Favorite Movie Trailers of 2022

I’m back from a blogging hiatus and wrapping up all things 2022. 

Kicking things off, my favorite movie trailers of last year. I had this list set in December but then Lucasfilm and Paramount flexed some late great peeks at what’s to come in 2023 that it shuffled this ranking some. I can’t help it, I’m excited by the things I’m excited about. This remains my only metric for what I consider a great trailer – a preview that gets you hyped to see the final product. That’s it. Sometimes these trailers do it magnificently in a short film exercise, other times it’s a restrained tease or an epic montage that makes you want the movie NOW. There were 13 trailers in 2022 that did it for me.

Unfortunately no Guardians of the Galaxy Vol. 3, Across the Spider-Verse, or Oppenheimer mentions here because, really, I don’t need trailers for those; I’m already there. Also just wanted to shout out these Ambulance and The Northman trailers. They were on here until I noticed the date and turns out those were 2021 trailers, so my 2021 trailers list has been devastated.

Alas, let’s tie a bow on the past year so we can start looking ahead at this year’s slate. Here are my favorite trailers of 2022:


John Wick is among the few true action franchises left in movies. And by god, Baba Yaga will shoot his way out from oblivion.

My one nitpick is that this series has gotten too big for its own good. Parabellum ripped as a crowd-pleaser, but director Chad Stahelski gets lost in the stunts sometimes and forgets that these assassins are supposed to be efficient, not gluttonous. By the third time Halle Berry set her dogs on henchmen, my mind wandered and couldn’t figure out why we were in Casablanca other than for the film history vibes. Some of the globe-trotting in Chapter 4’s trailer worries me. Not so much the Paris locale, just why are we going John Wick of Arabia here??? Qualms aside, I’ve been all in on this world since the first one reintroduced – and remythologized – Keanu Reeves. I’m a fan of this being essentially Reeves’ Jackass in which he experiences pain in a myriad of ways for our enjoyment. And of course, we got Donnie Yen, Hiroyuki Sanada, AND Scott Adkins—who’s not yet been glimpsed but I’m waiting. Yeah, I’m thinking we’re back, baby.

▸ **Work to do**
a - In the post on favorite movie trailers of 2022, what is the author's only metric for a great trailer?
b - List every film the post on favorite movie trailers names as missing from its ranking.
The records are unrelated to the text above.

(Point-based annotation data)
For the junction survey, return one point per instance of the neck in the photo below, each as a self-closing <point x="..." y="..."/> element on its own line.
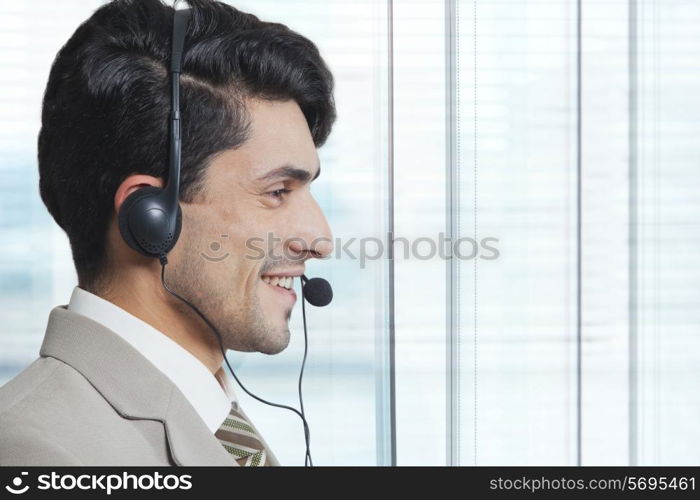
<point x="150" y="302"/>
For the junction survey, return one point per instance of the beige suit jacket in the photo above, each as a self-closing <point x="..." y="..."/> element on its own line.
<point x="92" y="399"/>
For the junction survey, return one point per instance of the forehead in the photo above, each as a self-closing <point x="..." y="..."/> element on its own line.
<point x="278" y="135"/>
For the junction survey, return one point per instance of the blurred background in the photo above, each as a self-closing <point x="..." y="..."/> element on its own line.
<point x="565" y="130"/>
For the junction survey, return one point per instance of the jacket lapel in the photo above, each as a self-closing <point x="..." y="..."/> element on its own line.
<point x="132" y="385"/>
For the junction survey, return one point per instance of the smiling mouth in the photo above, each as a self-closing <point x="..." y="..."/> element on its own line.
<point x="286" y="282"/>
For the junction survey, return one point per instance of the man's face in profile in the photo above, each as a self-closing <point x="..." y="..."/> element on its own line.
<point x="224" y="260"/>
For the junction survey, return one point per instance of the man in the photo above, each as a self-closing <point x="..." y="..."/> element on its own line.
<point x="127" y="374"/>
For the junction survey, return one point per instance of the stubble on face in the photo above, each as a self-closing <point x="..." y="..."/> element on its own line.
<point x="233" y="308"/>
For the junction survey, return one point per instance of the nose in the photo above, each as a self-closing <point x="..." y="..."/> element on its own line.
<point x="311" y="233"/>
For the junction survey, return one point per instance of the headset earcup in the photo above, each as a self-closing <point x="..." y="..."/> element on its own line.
<point x="125" y="212"/>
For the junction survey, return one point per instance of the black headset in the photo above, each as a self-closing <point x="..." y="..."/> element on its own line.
<point x="150" y="220"/>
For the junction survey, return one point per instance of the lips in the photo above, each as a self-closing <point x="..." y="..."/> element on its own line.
<point x="280" y="281"/>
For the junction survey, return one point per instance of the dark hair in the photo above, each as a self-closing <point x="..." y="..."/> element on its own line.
<point x="107" y="101"/>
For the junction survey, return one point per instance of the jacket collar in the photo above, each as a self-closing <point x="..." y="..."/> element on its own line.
<point x="131" y="384"/>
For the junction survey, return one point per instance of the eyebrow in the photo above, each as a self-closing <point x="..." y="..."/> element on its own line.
<point x="290" y="171"/>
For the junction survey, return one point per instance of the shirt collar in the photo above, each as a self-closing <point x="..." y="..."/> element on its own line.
<point x="201" y="388"/>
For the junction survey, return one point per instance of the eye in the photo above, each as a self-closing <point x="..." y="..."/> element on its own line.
<point x="279" y="193"/>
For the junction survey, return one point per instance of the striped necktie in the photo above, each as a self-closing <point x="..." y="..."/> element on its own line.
<point x="239" y="438"/>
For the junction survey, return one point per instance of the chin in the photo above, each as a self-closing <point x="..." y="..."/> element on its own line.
<point x="276" y="343"/>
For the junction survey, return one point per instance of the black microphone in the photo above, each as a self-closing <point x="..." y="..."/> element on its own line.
<point x="317" y="291"/>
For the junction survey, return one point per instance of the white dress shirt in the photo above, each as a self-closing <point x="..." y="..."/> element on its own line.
<point x="188" y="373"/>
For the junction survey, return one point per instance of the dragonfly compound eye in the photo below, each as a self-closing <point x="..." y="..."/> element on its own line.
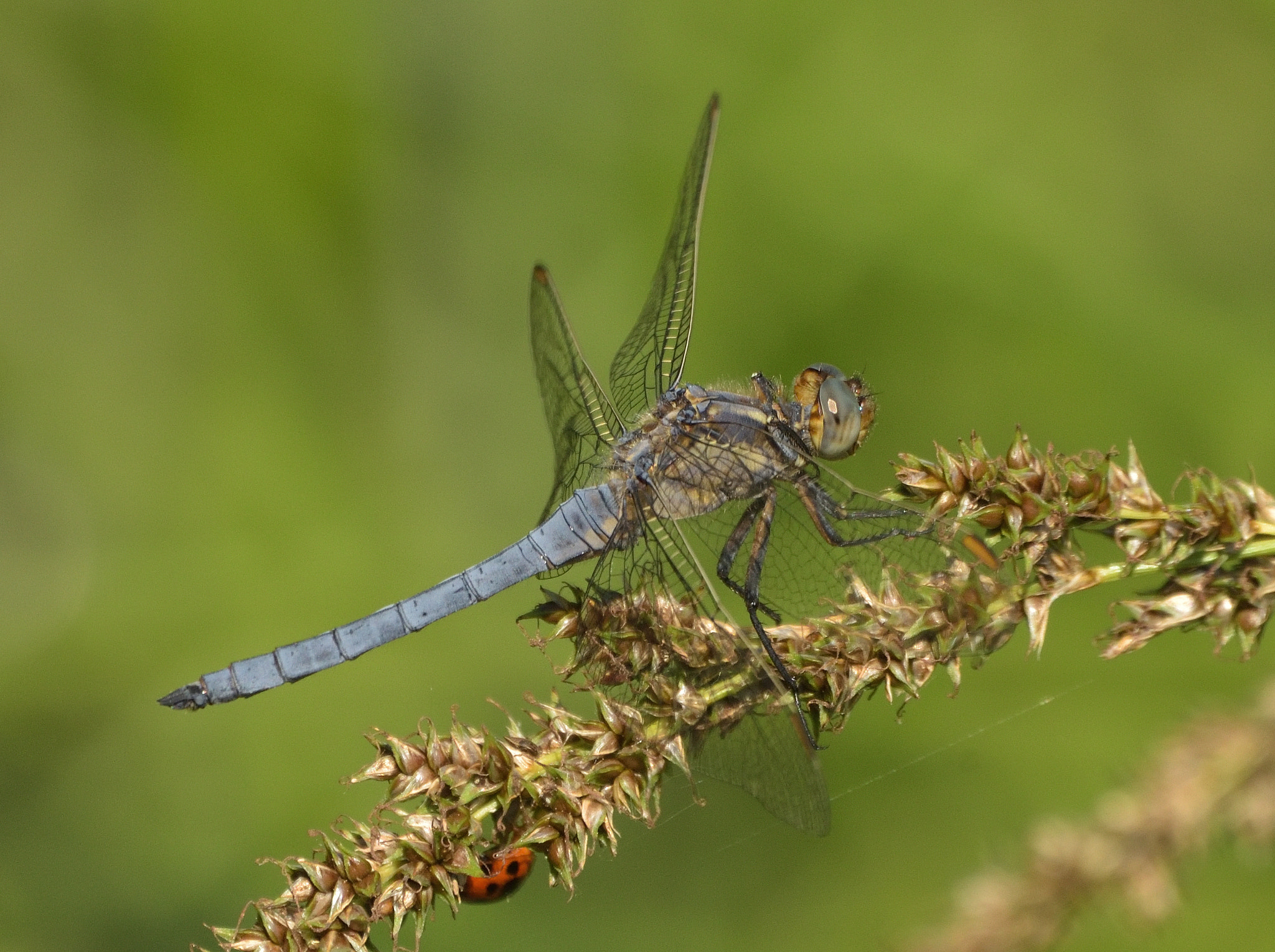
<point x="839" y="408"/>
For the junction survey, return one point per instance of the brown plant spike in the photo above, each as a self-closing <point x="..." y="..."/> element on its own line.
<point x="661" y="677"/>
<point x="1215" y="776"/>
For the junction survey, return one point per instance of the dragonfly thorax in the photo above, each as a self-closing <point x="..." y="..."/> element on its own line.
<point x="700" y="449"/>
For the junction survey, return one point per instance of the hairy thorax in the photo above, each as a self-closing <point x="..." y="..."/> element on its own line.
<point x="699" y="449"/>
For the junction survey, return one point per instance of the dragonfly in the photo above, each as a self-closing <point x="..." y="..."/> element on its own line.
<point x="653" y="481"/>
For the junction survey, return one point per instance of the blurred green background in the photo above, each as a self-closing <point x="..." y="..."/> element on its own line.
<point x="264" y="369"/>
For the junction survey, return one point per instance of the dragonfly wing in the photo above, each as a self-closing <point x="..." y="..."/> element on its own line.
<point x="583" y="423"/>
<point x="651" y="360"/>
<point x="766" y="756"/>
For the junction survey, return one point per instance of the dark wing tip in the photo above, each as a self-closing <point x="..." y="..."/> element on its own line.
<point x="188" y="697"/>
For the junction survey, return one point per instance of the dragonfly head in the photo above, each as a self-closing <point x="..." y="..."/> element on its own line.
<point x="839" y="410"/>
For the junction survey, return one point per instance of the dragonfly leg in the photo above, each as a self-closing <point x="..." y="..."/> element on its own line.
<point x="731" y="551"/>
<point x="822" y="510"/>
<point x="751" y="585"/>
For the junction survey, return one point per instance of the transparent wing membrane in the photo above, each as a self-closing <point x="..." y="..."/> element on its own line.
<point x="651" y="360"/>
<point x="583" y="423"/>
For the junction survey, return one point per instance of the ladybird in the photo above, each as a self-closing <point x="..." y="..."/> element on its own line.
<point x="502" y="874"/>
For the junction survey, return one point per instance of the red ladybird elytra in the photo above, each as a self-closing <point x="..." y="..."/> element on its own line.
<point x="502" y="874"/>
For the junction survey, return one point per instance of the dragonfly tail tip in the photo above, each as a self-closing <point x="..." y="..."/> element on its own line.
<point x="188" y="697"/>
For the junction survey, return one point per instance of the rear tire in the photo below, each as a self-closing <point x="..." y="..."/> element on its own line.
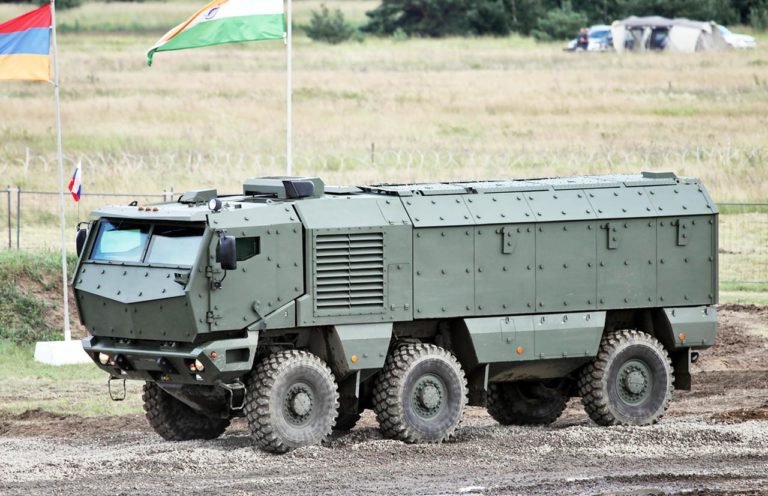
<point x="420" y="394"/>
<point x="516" y="403"/>
<point x="292" y="401"/>
<point x="176" y="421"/>
<point x="630" y="382"/>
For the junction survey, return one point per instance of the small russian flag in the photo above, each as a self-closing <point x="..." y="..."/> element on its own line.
<point x="76" y="184"/>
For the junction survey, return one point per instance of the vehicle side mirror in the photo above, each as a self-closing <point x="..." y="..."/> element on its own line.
<point x="80" y="237"/>
<point x="226" y="252"/>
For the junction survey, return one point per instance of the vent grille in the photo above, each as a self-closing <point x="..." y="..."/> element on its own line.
<point x="349" y="272"/>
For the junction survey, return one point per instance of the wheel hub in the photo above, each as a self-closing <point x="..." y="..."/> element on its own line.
<point x="298" y="404"/>
<point x="428" y="394"/>
<point x="634" y="382"/>
<point x="301" y="403"/>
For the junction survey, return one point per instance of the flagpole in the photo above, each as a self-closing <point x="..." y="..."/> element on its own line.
<point x="289" y="93"/>
<point x="67" y="330"/>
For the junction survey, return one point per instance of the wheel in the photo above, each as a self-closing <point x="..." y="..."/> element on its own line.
<point x="521" y="403"/>
<point x="292" y="401"/>
<point x="346" y="422"/>
<point x="630" y="381"/>
<point x="176" y="421"/>
<point x="420" y="394"/>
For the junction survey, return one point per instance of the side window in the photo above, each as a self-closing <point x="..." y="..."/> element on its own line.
<point x="248" y="247"/>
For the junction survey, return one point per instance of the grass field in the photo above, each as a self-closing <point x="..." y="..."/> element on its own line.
<point x="380" y="110"/>
<point x="384" y="109"/>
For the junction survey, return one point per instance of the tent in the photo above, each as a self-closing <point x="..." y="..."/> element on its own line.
<point x="660" y="33"/>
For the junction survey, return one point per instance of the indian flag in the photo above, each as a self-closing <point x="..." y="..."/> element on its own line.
<point x="225" y="21"/>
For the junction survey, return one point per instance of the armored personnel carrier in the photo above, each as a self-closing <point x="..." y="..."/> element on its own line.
<point x="298" y="305"/>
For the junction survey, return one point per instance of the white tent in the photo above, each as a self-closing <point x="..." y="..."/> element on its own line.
<point x="660" y="33"/>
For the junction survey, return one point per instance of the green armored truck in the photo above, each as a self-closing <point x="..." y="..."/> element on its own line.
<point x="298" y="305"/>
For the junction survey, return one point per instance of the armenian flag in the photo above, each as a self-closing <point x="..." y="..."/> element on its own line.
<point x="225" y="21"/>
<point x="25" y="45"/>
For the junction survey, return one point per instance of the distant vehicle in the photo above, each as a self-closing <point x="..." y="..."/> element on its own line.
<point x="599" y="39"/>
<point x="736" y="40"/>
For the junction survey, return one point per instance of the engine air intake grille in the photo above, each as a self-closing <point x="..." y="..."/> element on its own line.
<point x="349" y="272"/>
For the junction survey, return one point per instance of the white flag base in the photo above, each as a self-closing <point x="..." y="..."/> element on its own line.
<point x="61" y="352"/>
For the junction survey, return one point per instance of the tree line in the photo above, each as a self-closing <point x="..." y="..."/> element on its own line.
<point x="545" y="19"/>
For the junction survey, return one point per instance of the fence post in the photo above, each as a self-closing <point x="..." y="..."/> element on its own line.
<point x="18" y="216"/>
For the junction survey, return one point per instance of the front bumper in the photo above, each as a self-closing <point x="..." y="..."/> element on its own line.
<point x="224" y="360"/>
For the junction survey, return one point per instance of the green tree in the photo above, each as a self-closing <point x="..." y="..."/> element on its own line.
<point x="560" y="24"/>
<point x="329" y="26"/>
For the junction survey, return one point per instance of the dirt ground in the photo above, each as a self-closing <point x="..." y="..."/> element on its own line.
<point x="713" y="441"/>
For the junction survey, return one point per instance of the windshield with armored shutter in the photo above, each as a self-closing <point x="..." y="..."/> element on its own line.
<point x="154" y="244"/>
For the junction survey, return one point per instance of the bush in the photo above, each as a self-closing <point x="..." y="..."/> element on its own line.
<point x="758" y="17"/>
<point x="560" y="24"/>
<point x="329" y="26"/>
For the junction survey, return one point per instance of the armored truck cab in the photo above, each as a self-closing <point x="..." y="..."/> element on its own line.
<point x="299" y="305"/>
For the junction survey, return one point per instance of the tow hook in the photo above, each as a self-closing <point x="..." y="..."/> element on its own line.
<point x="116" y="394"/>
<point x="236" y="392"/>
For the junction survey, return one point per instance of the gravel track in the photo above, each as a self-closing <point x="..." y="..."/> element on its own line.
<point x="713" y="440"/>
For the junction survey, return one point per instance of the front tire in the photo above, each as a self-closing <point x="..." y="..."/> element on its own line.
<point x="292" y="401"/>
<point x="420" y="394"/>
<point x="516" y="403"/>
<point x="176" y="421"/>
<point x="630" y="381"/>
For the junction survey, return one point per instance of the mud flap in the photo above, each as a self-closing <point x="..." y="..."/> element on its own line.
<point x="116" y="394"/>
<point x="681" y="365"/>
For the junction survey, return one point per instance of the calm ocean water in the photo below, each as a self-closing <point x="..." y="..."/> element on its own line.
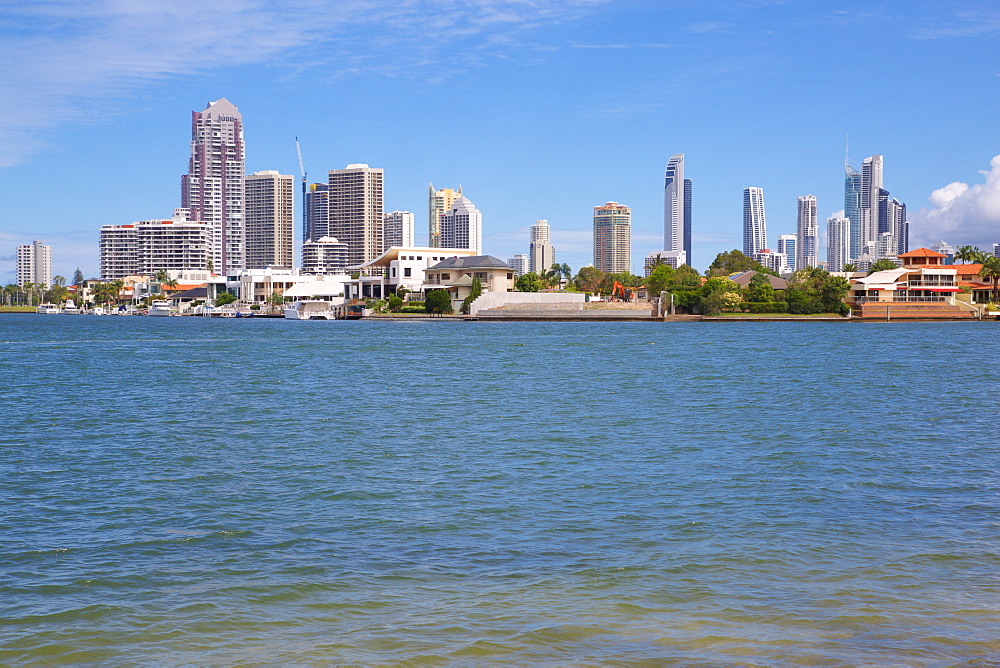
<point x="183" y="490"/>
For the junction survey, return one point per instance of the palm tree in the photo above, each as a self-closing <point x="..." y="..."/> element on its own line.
<point x="991" y="271"/>
<point x="968" y="254"/>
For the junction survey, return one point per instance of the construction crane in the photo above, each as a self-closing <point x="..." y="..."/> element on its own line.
<point x="305" y="209"/>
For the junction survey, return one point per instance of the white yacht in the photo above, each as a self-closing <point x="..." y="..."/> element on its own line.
<point x="310" y="309"/>
<point x="159" y="308"/>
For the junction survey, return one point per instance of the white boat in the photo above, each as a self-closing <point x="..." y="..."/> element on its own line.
<point x="310" y="309"/>
<point x="159" y="308"/>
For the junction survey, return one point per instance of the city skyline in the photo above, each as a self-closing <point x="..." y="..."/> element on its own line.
<point x="121" y="109"/>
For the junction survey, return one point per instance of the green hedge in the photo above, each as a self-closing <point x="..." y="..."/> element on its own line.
<point x="764" y="307"/>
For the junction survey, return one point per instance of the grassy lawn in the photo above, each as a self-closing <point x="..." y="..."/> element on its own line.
<point x="778" y="315"/>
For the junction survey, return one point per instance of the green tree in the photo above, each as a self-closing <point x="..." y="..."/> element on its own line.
<point x="760" y="289"/>
<point x="588" y="279"/>
<point x="659" y="279"/>
<point x="734" y="261"/>
<point x="530" y="282"/>
<point x="475" y="291"/>
<point x="685" y="276"/>
<point x="991" y="272"/>
<point x="438" y="302"/>
<point x="881" y="265"/>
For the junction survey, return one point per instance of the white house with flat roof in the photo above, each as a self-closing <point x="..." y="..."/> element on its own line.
<point x="398" y="267"/>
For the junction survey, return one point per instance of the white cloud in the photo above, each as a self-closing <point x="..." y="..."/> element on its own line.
<point x="68" y="61"/>
<point x="961" y="214"/>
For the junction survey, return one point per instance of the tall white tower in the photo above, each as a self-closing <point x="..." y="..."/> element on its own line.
<point x="269" y="201"/>
<point x="462" y="226"/>
<point x="676" y="207"/>
<point x="213" y="187"/>
<point x="807" y="244"/>
<point x="355" y="211"/>
<point x="754" y="223"/>
<point x="541" y="253"/>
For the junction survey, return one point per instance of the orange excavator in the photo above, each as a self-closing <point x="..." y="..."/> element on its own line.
<point x="620" y="293"/>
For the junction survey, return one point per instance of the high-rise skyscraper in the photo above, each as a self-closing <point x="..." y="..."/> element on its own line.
<point x="269" y="202"/>
<point x="807" y="248"/>
<point x="677" y="208"/>
<point x="871" y="184"/>
<point x="438" y="202"/>
<point x="541" y="252"/>
<point x="519" y="263"/>
<point x="212" y="190"/>
<point x="852" y="207"/>
<point x="148" y="246"/>
<point x="788" y="245"/>
<point x="317" y="212"/>
<point x="754" y="223"/>
<point x="398" y="229"/>
<point x="613" y="237"/>
<point x="355" y="211"/>
<point x="462" y="226"/>
<point x="838" y="243"/>
<point x="34" y="264"/>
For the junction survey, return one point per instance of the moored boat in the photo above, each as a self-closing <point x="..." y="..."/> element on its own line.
<point x="159" y="308"/>
<point x="310" y="309"/>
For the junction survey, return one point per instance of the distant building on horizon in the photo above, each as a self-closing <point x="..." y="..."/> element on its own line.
<point x="316" y="215"/>
<point x="148" y="246"/>
<point x="438" y="202"/>
<point x="519" y="263"/>
<point x="34" y="264"/>
<point x="754" y="222"/>
<point x="541" y="252"/>
<point x="356" y="211"/>
<point x="838" y="243"/>
<point x="613" y="237"/>
<point x="398" y="229"/>
<point x="807" y="234"/>
<point x="212" y="190"/>
<point x="672" y="259"/>
<point x="788" y="244"/>
<point x="269" y="203"/>
<point x="462" y="226"/>
<point x="677" y="208"/>
<point x="325" y="255"/>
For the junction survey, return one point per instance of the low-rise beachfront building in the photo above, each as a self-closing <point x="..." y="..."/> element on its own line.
<point x="456" y="275"/>
<point x="398" y="268"/>
<point x="923" y="287"/>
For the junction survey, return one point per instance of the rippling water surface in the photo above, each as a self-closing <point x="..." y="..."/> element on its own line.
<point x="184" y="490"/>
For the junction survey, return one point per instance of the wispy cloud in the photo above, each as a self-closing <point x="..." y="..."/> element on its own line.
<point x="623" y="47"/>
<point x="962" y="214"/>
<point x="708" y="27"/>
<point x="962" y="24"/>
<point x="67" y="61"/>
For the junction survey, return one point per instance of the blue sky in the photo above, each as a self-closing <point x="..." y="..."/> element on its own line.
<point x="540" y="109"/>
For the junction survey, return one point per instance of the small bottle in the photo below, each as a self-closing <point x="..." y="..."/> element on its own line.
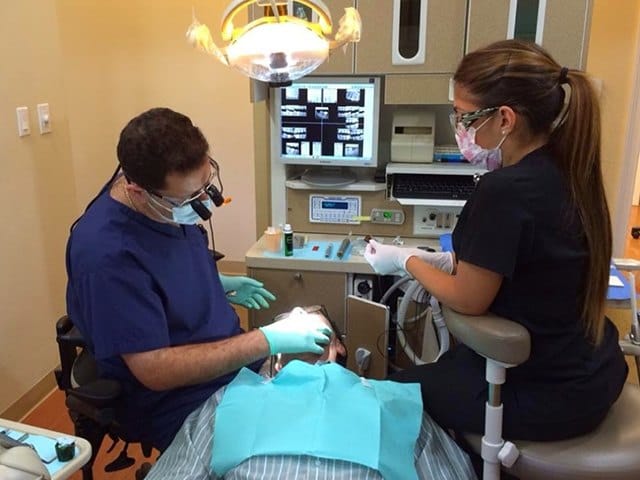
<point x="288" y="240"/>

▸ **Task answers**
a - A preview that gets you hyped to see the final product.

b - Guardians of the Galaxy Vol. 3, Across the Spider-Verse, Oppenheimer, Ambulance, The Northman